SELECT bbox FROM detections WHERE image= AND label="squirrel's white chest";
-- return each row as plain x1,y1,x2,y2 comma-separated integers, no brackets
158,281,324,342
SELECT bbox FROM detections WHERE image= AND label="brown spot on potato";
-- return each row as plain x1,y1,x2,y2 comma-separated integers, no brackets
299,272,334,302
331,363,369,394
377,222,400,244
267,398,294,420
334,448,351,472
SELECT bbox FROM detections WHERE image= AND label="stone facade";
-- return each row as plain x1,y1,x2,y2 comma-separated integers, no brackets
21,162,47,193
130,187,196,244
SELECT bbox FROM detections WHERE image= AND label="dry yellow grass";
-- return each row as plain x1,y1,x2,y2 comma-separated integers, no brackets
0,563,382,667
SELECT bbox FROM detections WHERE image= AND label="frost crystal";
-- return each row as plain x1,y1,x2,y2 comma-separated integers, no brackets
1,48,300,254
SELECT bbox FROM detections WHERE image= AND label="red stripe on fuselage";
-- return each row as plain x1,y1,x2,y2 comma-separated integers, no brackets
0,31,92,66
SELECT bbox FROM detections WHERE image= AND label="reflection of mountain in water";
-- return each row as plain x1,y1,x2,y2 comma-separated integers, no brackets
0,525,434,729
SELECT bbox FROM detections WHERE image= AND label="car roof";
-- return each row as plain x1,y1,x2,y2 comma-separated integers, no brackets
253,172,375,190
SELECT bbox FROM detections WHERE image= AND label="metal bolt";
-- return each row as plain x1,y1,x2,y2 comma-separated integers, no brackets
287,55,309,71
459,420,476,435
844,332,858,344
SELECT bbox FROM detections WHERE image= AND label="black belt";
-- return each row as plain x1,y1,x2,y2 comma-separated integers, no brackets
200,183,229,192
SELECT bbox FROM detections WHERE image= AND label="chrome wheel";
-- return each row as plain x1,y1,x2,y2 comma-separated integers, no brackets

+ + + +

• TASK INSTRUCTIONS: Write each record above out again exactly as it reads.

• RESULT OF THIS EXERCISE:
SELECT bbox FROM detections WHERE image= AND label="squirrel's white chest";
-- return each row as plain x1,y1,x2,y2 comma-separated integers, no brackets
158,281,324,342
SELECT bbox FROM detections WHERE image= AND label="brown spot on potato";
-- return each row as plain x1,y1,x2,y2 comma-separated integers, no brackets
299,272,334,302
331,363,369,394
377,222,400,244
267,398,294,420
334,448,351,472
SELECT bbox FROM detections WHERE image= AND label="stone facade";
-- return each row as plain x1,y1,x2,y2 comma-separated integers, no brackets
21,162,47,193
130,187,196,244
SELECT bbox FROM detections WHERE image= AND label="dry yellow grass";
-- return each row as plain x1,y1,x2,y2 comma-separated integers, no brackets
0,563,382,667
SELECT bbox FROM detections WHERE image= AND label="frost crystal";
-- return each row as plain x1,y1,x2,y2 comma-separated integers, no brackets
1,48,300,254
SELECT bbox FROM detections WHERE image= AND label="red stripe on fuselage";
-- return each row as plain x1,y1,x2,y2 comma-separated integers, no brackets
0,31,92,66
SELECT bbox FROM detections WHERE image= AND label="reflection of mountain in water";
-- return each row as plain x1,y1,x2,y2 comma-separated integers, no brackets
0,525,434,729
SELECT bbox FROM detections WHERE image= AND label="car roof";
-- return each row as plain x1,y1,x2,y2 comma-separated integers, no brackets
253,172,375,190
SELECT bbox FROM detections WHERE image= AND label="metal bolt";
-- return each row as plain x1,y1,x2,y2 comma-separated integers, no brackets
287,55,309,71
459,420,476,435
844,332,858,344
SELECT bbox FROM detections WHERE image= AND label="black belt";
-- return each row as plain x1,y1,x2,y2 comma-separated integers, no brackets
200,183,229,192
SELECT bbox FROM detections WHERE image= AND label="chrome wheel";
-- return each row as plain x1,y1,x2,y2 comma-separated integers, no brackets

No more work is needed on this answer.